**Extract provided:**
_ _ _ _

6. The Plaintiff complained that there was a difference of Kshs. 3,692,396. 00 between the amount demanded in the notice and that reflected in the statement of account, Kshs. 29,633. 216. 00 and that the difference was sufficient to settle the arrears. The Plaintiff further alleged that the Bank failed to give credit for payments it had made and that it also failed to charge interest as stated in the letter of offer. It also stated that it had not received the 90 day statutory notice issued under section 90 of the Land Act, 2012. The Plaintiff also claims that the suit properties have been undervalued. The Plaintiff prayed for a permanent injunction restraining the Bank from selling the suit properties, an order directing the Bank to undertake a proper and current valuation and an order for taking accounts.

7. I heard oral submissions from counsel representing the parties which I shall now consider. The question for resolution is whether the filing of this suit is res judicata in accordance with section 7 of the Civil Procedure Act which provides as follows;

7. No Court shall try any suit or issue in which the matter directly and substantially in issue has been directly and substantially in issue in a former suit between the same parties, or between parties under whom they or any of the claim, litigating under the same title, in a court competent to try such subsequent suit or the suit in which such issue has been subsequently raised, and has been heard and finally decided by such court.

_ _ _ _

**Written task 1:**
Answer these from the ruling excerpt, one line each:
(a) Under which section and Act was the 90 day statutory notice issued?
(b) Which section of the Civil Procedure Act governs the res judicata question?
(c) What did the Plaintiff claim about the value of the suit properties?
**Written task 2:** Reproduce the stretch of the ruling excerpt from "7. I heard oral" through "by such court.".

**Data provided:**
_ _ _ _

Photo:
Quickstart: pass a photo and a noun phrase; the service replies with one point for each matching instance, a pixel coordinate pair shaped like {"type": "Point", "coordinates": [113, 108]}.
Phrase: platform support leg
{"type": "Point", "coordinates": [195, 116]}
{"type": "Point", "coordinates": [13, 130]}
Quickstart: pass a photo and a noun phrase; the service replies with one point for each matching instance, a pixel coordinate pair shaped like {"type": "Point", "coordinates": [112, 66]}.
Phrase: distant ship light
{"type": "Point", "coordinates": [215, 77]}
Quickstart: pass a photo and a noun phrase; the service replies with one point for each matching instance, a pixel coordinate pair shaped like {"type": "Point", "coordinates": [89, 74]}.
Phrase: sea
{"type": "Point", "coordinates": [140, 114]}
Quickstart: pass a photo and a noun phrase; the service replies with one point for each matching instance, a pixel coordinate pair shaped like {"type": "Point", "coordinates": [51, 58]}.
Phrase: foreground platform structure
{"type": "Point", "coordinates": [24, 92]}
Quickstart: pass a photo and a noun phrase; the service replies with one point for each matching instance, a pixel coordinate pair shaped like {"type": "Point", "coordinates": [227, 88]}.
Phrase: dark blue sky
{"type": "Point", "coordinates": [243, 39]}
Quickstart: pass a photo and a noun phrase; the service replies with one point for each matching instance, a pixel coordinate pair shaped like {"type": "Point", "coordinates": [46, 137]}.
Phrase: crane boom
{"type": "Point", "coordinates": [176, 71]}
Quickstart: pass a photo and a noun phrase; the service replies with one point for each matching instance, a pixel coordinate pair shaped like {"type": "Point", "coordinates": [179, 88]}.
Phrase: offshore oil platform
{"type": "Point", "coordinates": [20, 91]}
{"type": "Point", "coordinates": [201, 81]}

_ _ _ _

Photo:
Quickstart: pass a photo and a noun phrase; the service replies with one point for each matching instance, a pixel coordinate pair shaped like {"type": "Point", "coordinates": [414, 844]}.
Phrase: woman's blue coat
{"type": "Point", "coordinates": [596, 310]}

_ _ _ _

**Task output 1:**
(a) Section 90 of the Land Act, 2012
(b) Section 7
(c) That they have been undervalued

**Task output 2:**
7. I heard oral submissions from counsel representing the parties which I shall now consider. The question for resolution is whether the filing of this suit is res judicata in accordance with section 7 of the Civil Procedure Act which provides as follows;

7. No Court shall try any suit or issue in which the matter directly and substantially in issue has been directly and substantially in issue in a former suit between the same parties, or between parties under whom they or any of the claim, litigating under the same title, in a court competent to try such subsequent suit or the suit in which such issue has been subsequently raised, and has been heard and finally decided by such court.